◆ **What is needed**
Transcribe all the data, leaving each word as it is.

◆ **Stored data**
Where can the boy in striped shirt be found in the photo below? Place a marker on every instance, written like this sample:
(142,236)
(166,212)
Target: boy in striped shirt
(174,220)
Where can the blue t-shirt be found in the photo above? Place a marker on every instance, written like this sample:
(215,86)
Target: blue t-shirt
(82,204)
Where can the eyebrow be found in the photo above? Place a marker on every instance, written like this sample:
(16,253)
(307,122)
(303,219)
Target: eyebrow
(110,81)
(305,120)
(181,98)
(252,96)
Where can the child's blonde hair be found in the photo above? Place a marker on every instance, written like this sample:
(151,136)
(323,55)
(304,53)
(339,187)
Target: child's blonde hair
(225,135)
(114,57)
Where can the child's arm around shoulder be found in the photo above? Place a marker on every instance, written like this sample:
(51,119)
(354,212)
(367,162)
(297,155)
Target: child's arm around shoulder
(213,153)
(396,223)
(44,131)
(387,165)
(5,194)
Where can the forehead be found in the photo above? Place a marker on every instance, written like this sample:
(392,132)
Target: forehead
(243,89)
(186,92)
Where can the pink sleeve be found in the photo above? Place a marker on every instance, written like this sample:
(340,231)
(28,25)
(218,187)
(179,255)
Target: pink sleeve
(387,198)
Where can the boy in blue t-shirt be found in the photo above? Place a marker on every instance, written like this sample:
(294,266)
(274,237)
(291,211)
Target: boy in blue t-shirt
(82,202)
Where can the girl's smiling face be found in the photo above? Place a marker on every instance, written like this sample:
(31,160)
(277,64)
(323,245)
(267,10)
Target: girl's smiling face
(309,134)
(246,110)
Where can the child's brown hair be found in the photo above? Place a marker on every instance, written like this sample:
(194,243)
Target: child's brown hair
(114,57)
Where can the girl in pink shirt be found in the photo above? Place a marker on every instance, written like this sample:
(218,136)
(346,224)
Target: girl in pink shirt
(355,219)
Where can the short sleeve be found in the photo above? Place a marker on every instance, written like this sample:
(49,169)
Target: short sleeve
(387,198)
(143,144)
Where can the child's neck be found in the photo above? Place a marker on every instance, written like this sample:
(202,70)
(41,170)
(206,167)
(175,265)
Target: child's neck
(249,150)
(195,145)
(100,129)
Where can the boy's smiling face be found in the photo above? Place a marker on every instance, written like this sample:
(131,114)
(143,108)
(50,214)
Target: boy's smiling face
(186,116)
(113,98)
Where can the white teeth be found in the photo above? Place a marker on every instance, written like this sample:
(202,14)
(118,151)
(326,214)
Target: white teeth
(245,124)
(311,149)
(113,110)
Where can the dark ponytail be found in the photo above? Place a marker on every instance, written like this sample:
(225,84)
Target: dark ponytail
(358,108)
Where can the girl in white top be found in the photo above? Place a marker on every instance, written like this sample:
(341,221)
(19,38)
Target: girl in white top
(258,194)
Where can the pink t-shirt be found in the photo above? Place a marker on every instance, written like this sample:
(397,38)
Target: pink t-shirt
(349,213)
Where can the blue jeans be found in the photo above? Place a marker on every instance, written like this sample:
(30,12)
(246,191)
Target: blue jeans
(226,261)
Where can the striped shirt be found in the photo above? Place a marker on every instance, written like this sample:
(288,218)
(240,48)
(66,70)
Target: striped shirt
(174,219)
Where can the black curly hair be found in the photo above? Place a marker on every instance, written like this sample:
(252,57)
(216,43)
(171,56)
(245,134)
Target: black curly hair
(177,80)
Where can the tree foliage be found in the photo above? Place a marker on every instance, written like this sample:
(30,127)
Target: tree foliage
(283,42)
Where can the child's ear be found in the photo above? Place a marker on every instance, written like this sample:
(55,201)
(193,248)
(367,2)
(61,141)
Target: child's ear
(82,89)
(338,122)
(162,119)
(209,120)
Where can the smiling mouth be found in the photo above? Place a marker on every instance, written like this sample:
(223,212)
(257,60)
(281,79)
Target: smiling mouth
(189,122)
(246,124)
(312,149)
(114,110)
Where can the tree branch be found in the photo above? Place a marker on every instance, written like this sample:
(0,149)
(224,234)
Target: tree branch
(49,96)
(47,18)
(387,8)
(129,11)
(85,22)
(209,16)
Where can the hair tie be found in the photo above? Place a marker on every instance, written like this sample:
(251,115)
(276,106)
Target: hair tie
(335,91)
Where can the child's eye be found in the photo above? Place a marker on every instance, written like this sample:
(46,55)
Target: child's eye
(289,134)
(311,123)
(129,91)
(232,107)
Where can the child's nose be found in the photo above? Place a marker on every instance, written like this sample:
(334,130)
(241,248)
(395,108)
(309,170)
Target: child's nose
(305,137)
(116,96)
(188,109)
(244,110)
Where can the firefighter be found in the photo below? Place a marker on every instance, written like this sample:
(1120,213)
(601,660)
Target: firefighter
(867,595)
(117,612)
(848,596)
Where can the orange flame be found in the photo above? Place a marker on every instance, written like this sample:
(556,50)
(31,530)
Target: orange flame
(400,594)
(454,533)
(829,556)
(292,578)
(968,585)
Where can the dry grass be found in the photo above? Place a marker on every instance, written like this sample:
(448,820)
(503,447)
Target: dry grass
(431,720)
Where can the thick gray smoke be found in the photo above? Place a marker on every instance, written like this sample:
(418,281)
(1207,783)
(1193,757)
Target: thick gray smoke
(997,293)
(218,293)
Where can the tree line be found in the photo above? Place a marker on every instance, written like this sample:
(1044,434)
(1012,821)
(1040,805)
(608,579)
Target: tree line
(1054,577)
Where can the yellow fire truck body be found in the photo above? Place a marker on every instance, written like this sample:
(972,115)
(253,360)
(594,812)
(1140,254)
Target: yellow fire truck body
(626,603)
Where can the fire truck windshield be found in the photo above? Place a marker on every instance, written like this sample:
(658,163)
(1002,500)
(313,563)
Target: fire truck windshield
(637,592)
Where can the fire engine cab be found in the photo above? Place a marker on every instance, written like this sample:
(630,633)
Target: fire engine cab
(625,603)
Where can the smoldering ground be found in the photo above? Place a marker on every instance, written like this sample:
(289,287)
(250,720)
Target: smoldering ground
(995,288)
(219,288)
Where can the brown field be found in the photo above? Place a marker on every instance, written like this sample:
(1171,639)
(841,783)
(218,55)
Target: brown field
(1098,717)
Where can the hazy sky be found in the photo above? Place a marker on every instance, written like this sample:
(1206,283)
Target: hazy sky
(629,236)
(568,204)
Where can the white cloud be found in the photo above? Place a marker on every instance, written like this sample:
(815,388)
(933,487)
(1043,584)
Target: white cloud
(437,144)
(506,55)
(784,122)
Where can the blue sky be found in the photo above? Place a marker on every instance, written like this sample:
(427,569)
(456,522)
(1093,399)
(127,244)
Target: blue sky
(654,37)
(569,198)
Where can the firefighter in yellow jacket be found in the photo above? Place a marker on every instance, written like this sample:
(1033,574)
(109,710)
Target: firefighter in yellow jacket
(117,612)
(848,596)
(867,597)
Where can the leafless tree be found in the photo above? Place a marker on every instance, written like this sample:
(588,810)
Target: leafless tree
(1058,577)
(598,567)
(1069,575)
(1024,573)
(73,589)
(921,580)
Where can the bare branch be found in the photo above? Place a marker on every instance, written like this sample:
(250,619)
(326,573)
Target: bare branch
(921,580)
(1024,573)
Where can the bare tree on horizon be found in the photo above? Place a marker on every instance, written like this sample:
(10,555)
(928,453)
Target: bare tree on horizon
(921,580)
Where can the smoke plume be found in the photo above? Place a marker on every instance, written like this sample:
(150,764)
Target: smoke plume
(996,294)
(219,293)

◆ **Solution**
Where can the boy in striped shirt be found in the photo below? Place a marker on every instance, written like this sample:
(142,236)
(166,212)
Target: boy in striped shirt
(174,220)
Where can the blue t-shirt be found in the photo above? Place a marker on every instance, written like this sample:
(215,86)
Target: blue t-shirt
(82,204)
Where can the eyebrow be found in the photo above? Place a marker on every instance, written like this sample:
(16,253)
(307,122)
(303,219)
Target: eyebrow
(110,81)
(305,120)
(181,98)
(252,96)
Where can the child's blonde hair be found in the photo above? Place a marker on every instance, written like this sample:
(151,136)
(323,55)
(304,53)
(339,187)
Target: child's blonde hair
(225,135)
(114,57)
Where can the child's arm around shoulder be found in the photo above? Place a marker on every instance, written like this sample:
(51,119)
(354,212)
(367,162)
(297,155)
Target: child's arm around shoulder
(213,153)
(396,223)
(44,131)
(387,165)
(5,194)
Where can the forehead be found in the photo above? Place a marker on every instance, written like this sample:
(392,132)
Target: forehead
(243,89)
(186,92)
Where can the pink sleeve be found in the photo above? Place a marker on every instance, written like this sample:
(340,231)
(28,25)
(218,187)
(179,255)
Target: pink sleeve
(387,198)
Where can the boy in blue t-shirt be found in the photo above? Place a marker on every instance, written like this sample:
(294,266)
(274,237)
(291,211)
Target: boy in blue t-shirt
(82,202)
Where can the girl's smiling face be found in the photo above? Place a marker on every instance, written like this sample:
(31,160)
(277,64)
(323,245)
(267,10)
Target: girl's smiling face
(309,134)
(246,110)
Where can the child's brown hair be found in the photo above? Place a marker on every instance, written like this sample:
(194,243)
Target: child's brown hair
(114,57)
Where can the girl in pink shirt be found in the photo above? Place a marker on every instance, written like this sample:
(218,136)
(346,224)
Target: girl in pink shirt
(355,219)
Where can the short sleeve be found in the photo above? Place a marker on every instance, written like this sample:
(49,169)
Target: short sleeve
(387,198)
(143,144)
Where can the child's neck be found in the photo above? Place a marker on every instance, written like this sample:
(202,70)
(41,170)
(206,167)
(175,265)
Target: child's neck
(249,150)
(195,145)
(100,129)
Where can the boy's smiling face be found in the photo above? Place a marker on every instance, written like this sample:
(131,114)
(143,108)
(50,214)
Target: boy's smiling face
(186,116)
(113,98)
Where can the white teeth be found in the photo above? Place a marker on every instance, written like this sample:
(202,14)
(118,151)
(326,214)
Target: white teeth
(245,124)
(311,149)
(113,110)
Where can the dark ponytail be found in the photo above? Place a marker on every instance, written like this sample:
(225,84)
Target: dark ponytail
(358,108)
Where can the girl in white top be found in the photo above? Place a marker on every instance, written like this sample:
(341,221)
(19,38)
Target: girl in white top
(258,194)
Where can the pink t-shirt be found in the photo above? Place a marker on every instance, written like this sample:
(397,38)
Target: pink t-shirt
(349,213)
Where can the blue jeans be found in the photo above? Place a marker on every instance, written like this sample:
(30,12)
(246,191)
Target: blue jeans
(226,261)
Where can the striped shirt be found in the photo above? Place a marker on every instance, written like this sample:
(288,218)
(240,48)
(66,70)
Target: striped shirt
(174,219)
Where can the black curly hair be found in the photo above? Place a marker on every instance, written like this sample:
(252,57)
(216,43)
(171,56)
(245,134)
Target: black curly hair
(177,80)
Where can the tree foliage be found in the photo above? Place a marker on every instance, written like this sample:
(30,127)
Target: tree foliage
(283,42)
Where can the child's ear be found in the photo above? Place a marker on every instance, written like this sample:
(55,201)
(193,248)
(367,2)
(61,141)
Target: child's ear
(82,89)
(338,122)
(162,119)
(209,120)
Where can the smiling mouth be found in the photo above? Place a marker on every instance, written like this sample:
(223,212)
(257,60)
(281,79)
Target: smiling mouth
(189,122)
(246,124)
(312,149)
(114,110)
Where can the tree branch be found in the photo above? Place a marker on every instance, written like this sample:
(0,149)
(224,234)
Target: tree branch
(49,96)
(47,18)
(387,8)
(129,11)
(85,22)
(209,16)
Where can the hair tie be found in the photo above? Place a marker on every instance, written like this sample:
(251,115)
(276,106)
Target: hair tie
(335,91)
Where can the child's eye be found in the photo above? Place a marker on every instance, written like this sample:
(46,55)
Target: child's eye
(289,134)
(311,123)
(129,91)
(232,107)
Where can the child's nose be found in the photo above? Place a marker on every instance, written like this sample:
(334,130)
(241,248)
(395,108)
(309,170)
Target: child's nose
(305,137)
(116,96)
(188,109)
(244,110)
Where can the firefighter be found in the photo below? Place a marker on every instance, written like this sample:
(1120,213)
(601,660)
Target: firefighter
(867,595)
(117,612)
(848,596)
Where can the orange flame be found in the photo above? Place a marker on every instance, written like this sample:
(556,50)
(31,530)
Target: orange flame
(400,594)
(454,533)
(829,556)
(292,578)
(968,585)
Where can the dry grass be found in the photo above? Place a marker on every instance, written like this sample:
(448,820)
(503,447)
Target: dry grass
(431,720)
Where can the thick gray smoke be found in the photo above? Place a marker on every instance, written like this sample:
(418,281)
(1207,783)
(1193,757)
Target: thick gray smoke
(997,293)
(218,293)
Where can the tree line be found in the photo above? Place a marker on every instance, written like this sample:
(1044,434)
(1012,821)
(1040,805)
(608,579)
Target: tree line
(1054,577)
Where can the yellow fire truck body be found in the photo above? Place a marker on every instance, written like this sample:
(972,115)
(253,360)
(594,812)
(1140,254)
Target: yellow fire truck body
(626,603)
Where can the fire truck windshield be found in the photo above? Place a marker on every instance, written like this sample:
(658,163)
(1002,500)
(313,563)
Target: fire truck windshield
(637,592)
Where can the fire engine cab be found in the photo above? Place a marker on every instance, written like this sample:
(630,633)
Target: fire engine cab
(625,603)
Where can the smoldering ground be found in the photo above? Place a marker on every instance, written like this sample:
(289,287)
(250,720)
Target: smoldering ground
(995,288)
(219,288)
Where can the brown field be found in the photo above? Place a marker on every instance, written like this sample:
(1171,639)
(841,783)
(218,55)
Target: brown field
(1098,717)
Where can the hazy sky be found in the photo above? Place a marker on every instance, written like this sample:
(1206,283)
Target: hazy sky
(629,236)
(568,204)
Where can the white cloud be found in the photo above? Place a marker on every instance, written like this sample:
(815,388)
(933,487)
(1043,584)
Target: white cloud
(437,144)
(506,55)
(784,122)
Where can the blue sky be found in the photo above? Place a marker on every instance, written like this sample:
(427,569)
(456,522)
(1093,399)
(127,244)
Target: blue sky
(654,37)
(569,198)
Where can the firefighter in yellow jacket be found in the photo above? Place a marker on every instance, written like this sample:
(1033,574)
(109,710)
Target: firefighter in yellow jacket
(117,612)
(848,596)
(867,597)
Where can the leafless tree be found in the photo above? Place a marker on every instance, written like this sample:
(588,810)
Target: leafless tree
(1058,577)
(598,567)
(1069,575)
(1024,573)
(73,589)
(921,580)
Where can the bare branch be found in the photo above? Place a marker on every instance, written like this sample:
(250,619)
(326,573)
Target: bare branch
(921,580)
(1024,573)
Where can the bare tree on horizon be found in the photo above? Place a marker on every instance, written like this sample:
(10,555)
(928,453)
Target: bare tree on horizon
(921,580)
Where can the smoke plume be found in the photo above? Place a marker on every instance, written like this sample:
(150,764)
Target: smoke plume
(996,294)
(219,293)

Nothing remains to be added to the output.